:: SOURCE PASSAGE ::
╭──

# Slide Out Manual Back Up



## Tangooutback (Apr 16, 2010)

Does anyone know where to look for the socket to manually bring the slide-out back in just in case the motor fails? 
This is on a 25RSS. I looked under the carriage and could not see anything resembling a socket..!


----------



## Up State NY Camper (Apr 7, 2010)

Tangooutback said:


> Does anyone know where to look for the socket to manually bring the slide-out back in just in case the motor fails?
> This is on a 25RSS. I looked under the carriage and could not see anything resembling a socket..!


I saw a bolt at the end of the motor under the belly today while I was fixing the ductwork, but I'm not sure if that's it. There is not much help here as far as manually opening the slide. Also at PDI the tech didn't even know. Yet another thing about Keystone that has me peeved.


----------



## mmblantz (Jul 1, 2007)

╰──

[Data pulled from a collection]

╭──

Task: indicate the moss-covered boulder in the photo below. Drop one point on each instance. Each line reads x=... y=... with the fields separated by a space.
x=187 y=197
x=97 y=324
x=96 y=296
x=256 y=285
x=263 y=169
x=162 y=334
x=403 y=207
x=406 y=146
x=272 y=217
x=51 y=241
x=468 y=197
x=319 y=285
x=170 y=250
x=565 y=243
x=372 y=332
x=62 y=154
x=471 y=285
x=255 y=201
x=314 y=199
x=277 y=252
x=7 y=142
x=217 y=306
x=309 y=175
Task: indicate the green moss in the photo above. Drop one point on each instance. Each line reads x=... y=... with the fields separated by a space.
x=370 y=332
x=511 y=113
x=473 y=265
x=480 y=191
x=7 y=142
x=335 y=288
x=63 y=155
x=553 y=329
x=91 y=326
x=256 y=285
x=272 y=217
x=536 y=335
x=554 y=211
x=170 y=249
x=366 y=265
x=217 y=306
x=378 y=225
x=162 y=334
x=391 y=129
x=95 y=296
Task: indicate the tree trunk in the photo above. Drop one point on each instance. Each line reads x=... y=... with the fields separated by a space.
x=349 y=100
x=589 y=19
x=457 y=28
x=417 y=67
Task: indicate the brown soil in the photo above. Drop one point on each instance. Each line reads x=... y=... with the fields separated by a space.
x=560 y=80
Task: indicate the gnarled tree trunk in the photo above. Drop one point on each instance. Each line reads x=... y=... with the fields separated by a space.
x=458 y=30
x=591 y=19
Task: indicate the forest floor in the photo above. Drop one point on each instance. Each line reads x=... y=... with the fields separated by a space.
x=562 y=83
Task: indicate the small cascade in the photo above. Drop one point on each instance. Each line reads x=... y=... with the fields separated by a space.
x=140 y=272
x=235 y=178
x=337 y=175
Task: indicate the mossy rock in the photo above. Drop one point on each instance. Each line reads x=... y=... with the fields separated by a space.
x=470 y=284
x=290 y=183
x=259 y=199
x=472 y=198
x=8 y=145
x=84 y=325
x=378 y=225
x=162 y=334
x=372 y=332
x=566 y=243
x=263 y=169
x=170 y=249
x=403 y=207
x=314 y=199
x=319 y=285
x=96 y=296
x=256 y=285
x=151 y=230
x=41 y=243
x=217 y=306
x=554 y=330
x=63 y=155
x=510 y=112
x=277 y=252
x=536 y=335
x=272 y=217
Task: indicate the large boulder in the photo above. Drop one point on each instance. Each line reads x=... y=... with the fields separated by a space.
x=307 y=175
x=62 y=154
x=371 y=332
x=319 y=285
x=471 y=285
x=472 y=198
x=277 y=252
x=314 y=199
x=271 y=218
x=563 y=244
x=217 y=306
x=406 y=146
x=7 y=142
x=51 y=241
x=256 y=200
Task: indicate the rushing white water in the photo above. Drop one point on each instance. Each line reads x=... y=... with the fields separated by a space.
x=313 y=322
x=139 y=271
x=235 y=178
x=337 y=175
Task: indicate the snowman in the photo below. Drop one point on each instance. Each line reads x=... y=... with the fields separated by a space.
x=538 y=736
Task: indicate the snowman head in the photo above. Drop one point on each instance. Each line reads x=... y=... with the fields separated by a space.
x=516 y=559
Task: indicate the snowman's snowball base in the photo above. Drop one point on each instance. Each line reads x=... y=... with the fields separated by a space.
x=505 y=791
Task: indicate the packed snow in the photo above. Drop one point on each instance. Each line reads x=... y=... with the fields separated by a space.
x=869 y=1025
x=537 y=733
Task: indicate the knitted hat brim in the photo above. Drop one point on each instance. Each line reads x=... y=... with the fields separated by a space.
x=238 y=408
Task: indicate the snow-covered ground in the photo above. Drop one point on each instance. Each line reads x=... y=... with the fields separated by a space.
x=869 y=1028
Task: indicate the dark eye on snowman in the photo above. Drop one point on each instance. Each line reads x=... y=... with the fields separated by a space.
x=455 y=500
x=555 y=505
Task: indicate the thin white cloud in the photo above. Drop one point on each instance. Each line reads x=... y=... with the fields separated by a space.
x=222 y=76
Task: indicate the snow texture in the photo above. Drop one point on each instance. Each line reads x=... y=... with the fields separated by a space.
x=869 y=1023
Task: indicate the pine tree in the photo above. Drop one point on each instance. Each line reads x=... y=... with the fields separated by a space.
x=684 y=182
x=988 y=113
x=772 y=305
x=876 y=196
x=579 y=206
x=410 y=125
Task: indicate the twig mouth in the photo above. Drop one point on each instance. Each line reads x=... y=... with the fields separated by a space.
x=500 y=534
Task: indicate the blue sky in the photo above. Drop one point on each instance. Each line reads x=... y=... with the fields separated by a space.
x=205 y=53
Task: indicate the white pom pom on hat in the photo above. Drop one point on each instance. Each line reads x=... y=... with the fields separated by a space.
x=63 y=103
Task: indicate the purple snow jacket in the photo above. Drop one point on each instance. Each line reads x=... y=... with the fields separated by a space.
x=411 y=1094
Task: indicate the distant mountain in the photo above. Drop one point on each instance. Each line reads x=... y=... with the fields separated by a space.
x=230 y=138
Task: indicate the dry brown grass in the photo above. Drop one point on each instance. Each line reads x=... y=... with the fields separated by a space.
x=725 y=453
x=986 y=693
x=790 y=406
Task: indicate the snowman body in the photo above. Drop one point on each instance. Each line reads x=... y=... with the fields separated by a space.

╰──

:: WRITTEN TASK 1 ::
Answer these questions from the slide-out thread.
(a) What trailer model does the person asking about the socket have?
(b) Where did Up State NY Camper see a bolt?
(c) What was Up State NY Camper fixing when the bolt was spotted?
:: WRITTEN TASK 2 ::
Set down word for word the part of the slide-out thread starting at "I saw a bolt" and ending at "has me peeved.".
:: WRITTEN TASK 3 ::
Take the forum thread about the manual slide-out backup further from the point where it stops.
Nothing in the listing is needed for this work.

:: OUTPUT 1 ::
(a) A 25RSS.
(b) At the end of the motor, under the belly.
(c) The ductwork.

:: OUTPUT 2 ::
I saw a bolt at the end of the motor under the belly today while I was fixing the ductwork, but I'm not sure if that's it. There is not much help here as far as manually opening the slide. Also at PDI the tech didn't even know. Yet another thing about Keystone that has me peeved.

:: OUTPUT 3 ::
Pull the kickplate off of your sofa. The motor will be there and it can be overriden there as well. I had to do mine manually while on a trip when the switch fried. Powerdrill with extention works best, or a ratchet will do, can't remember size socket. ----Mike


----------



## Tangooutback (Apr 16, 2010)

mmblantz said:


> Pull the kickplate off of your sofa. The motor will be there and it can be overriden there as well. I had to do mine manually while on a trip when the switch fried. Powerdrill with extention works best, or a ratchet will do, can't remember size socket. ----Mike


Thanks, I have to go look for it tomorrow.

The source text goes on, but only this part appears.